*SUPPLIED DATA*.
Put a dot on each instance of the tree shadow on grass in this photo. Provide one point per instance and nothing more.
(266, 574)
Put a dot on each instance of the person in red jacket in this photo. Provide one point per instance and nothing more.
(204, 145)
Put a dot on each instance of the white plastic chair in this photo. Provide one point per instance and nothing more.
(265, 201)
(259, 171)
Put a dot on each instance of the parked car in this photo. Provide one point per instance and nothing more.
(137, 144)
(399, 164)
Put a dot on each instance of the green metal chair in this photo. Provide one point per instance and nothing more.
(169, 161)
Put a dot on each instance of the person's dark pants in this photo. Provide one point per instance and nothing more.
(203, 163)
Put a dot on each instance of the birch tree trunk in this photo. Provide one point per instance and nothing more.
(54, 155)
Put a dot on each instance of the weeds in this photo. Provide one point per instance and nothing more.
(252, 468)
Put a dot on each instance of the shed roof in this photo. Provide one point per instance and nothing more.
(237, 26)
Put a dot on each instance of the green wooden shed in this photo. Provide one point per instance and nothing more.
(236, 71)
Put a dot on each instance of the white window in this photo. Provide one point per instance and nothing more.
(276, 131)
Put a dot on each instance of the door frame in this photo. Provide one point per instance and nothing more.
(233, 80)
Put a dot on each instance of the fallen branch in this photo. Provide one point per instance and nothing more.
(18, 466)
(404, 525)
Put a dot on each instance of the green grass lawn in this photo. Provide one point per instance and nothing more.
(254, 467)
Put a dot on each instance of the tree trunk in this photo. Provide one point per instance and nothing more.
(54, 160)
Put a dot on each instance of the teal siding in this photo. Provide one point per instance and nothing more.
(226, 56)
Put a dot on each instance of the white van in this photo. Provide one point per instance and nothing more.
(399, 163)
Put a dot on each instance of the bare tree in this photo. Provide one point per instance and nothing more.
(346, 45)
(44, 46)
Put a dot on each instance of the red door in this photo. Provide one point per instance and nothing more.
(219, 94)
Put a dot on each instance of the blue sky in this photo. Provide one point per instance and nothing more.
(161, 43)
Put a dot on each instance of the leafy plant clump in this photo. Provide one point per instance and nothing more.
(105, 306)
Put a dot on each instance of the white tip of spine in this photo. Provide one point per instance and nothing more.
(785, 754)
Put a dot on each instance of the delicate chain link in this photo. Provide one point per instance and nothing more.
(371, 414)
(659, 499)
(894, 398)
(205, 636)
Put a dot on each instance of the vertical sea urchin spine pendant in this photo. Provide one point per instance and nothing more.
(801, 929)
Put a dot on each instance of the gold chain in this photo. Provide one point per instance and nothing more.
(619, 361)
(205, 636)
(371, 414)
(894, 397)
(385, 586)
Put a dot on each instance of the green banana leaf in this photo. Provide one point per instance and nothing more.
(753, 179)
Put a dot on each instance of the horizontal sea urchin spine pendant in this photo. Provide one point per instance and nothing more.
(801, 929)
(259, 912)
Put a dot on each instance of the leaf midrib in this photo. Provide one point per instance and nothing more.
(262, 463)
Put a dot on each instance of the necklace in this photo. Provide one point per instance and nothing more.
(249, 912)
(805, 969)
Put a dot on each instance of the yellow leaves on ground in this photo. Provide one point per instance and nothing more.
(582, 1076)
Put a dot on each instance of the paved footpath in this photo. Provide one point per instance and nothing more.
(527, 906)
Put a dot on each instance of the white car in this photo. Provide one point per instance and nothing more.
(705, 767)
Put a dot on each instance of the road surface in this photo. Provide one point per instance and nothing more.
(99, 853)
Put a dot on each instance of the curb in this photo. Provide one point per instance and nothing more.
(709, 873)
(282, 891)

*WHAT THE TASK REQUIRES*. Please rewrite all the entries above, replacing "nothing more" with "nothing else" and leaving everything else unchanged.

*WORKED ANSWER*.
Put a dot on each instance of the tree shadow on grass in this photo. Provide one point per instance and nothing else.
(266, 574)
Put a dot on each instance of the person in red jacket in this photo. Provide one point per instance and nothing else.
(204, 145)
Put a dot on each instance of the white plastic chair in this photo. Provide one point per instance and nothing else.
(265, 201)
(259, 171)
Put a dot on each instance of the parked car in this photo. Provide one point per instance and nothing else.
(137, 144)
(399, 164)
Put a dot on each instance of the green metal chair in this photo. Provide one point per instance and nothing else.
(169, 161)
Put a dot on each instance of the person's dark pants in this photo. Provide one point per instance and nothing else.
(203, 163)
Put a dot on each instance of the birch tree trunk in this photo. Provide one point per instance and nothing else.
(54, 155)
Put a dot on each instance of the weeds in this photo. Provide one point per instance and nothing else.
(252, 468)
Put a dot on each instance of the shed roof in this photo. Provide one point per instance and nothing else.
(237, 26)
Put a dot on each instance of the green wooden shed in this photo. Provide one point per instance and nothing else.
(236, 71)
Put a dot on each instance of the white window in this photo. Provide one point per instance and nothing else.
(276, 131)
Put a dot on each instance of the door frame in this photo. Provide one point per instance and nothing else.
(233, 80)
Put a dot on each instance of the fallen branch in this photo. Provide one point per instance and nothing else.
(18, 466)
(404, 525)
Put a dot on each instance of the green grass lawn in this photo. Provide one point per instance and nothing else.
(254, 467)
Put a dot on each instance of the tree trunk in this photo. Provide one point per instance and nothing else.
(54, 160)
Put a dot on each instance of the teal siding in this photo. Provide one point per instance and nothing else.
(226, 56)
Put a dot on each instance of the white van in this photo. Provide one point per instance and nothing else.
(399, 163)
Put a dot on each instance of the bare tree in this photo. Provide one point per instance and nothing else.
(346, 45)
(44, 46)
Put a dot on each instance of the red door in this photo. Provide one point per instance and nothing else.
(219, 94)
Put a dot on each instance of the blue sky in this photo. Provide one point per instance and nothing else.
(161, 43)
Put a dot on each instance of the leafy plant clump in this photo. Provide one point per instance and nothing else.
(105, 306)
Put a dot on each instance of the white tip of spine in this photo. Provide one point per instance and nothing else.
(785, 754)
Put a dot on each instance of the delicate chain link in this photo. Provide one point per instance and nothing else.
(371, 414)
(659, 499)
(894, 398)
(205, 636)
Put a dot on each instance of the vertical sea urchin spine pendant in this photo. Provide one point per instance and nothing else.
(801, 929)
Put a dot on each instance of the gold chain in this photo. Provide one point per instance and nothing else.
(619, 361)
(205, 636)
(371, 414)
(894, 397)
(385, 586)
Put a dot on each instance of the green banana leaf in this photo. Provide one point per instance and nothing else.
(753, 179)
Put a dot on each instance of the horizontal sea urchin spine pendant in this photo. Provide one point per instance and nothing else.
(801, 929)
(259, 912)
Put a dot on each instance of the leaf midrib in this photo. Provide one point per instance and nothing else.
(262, 463)
Put a dot on each instance of the necklace in this photo. Provide one point per instance and nothing else.
(249, 912)
(805, 969)
Put a dot on each instance of the yellow leaves on ground in this photo. Provide one point per instance and nothing else.
(582, 1076)
Put a dot on each instance of the paved footpath in this photo. Provide one point per instance and nothing else.
(527, 906)
Put a dot on each instance of the white car in this photo. Provide one point per instance and nothing else.
(705, 767)
Put a dot on each instance of the road surface in this photo. Provide one point per instance and nothing else.
(99, 853)
Put a dot on each instance of the curb in this photo. Provide one point per instance and nothing else.
(709, 873)
(282, 891)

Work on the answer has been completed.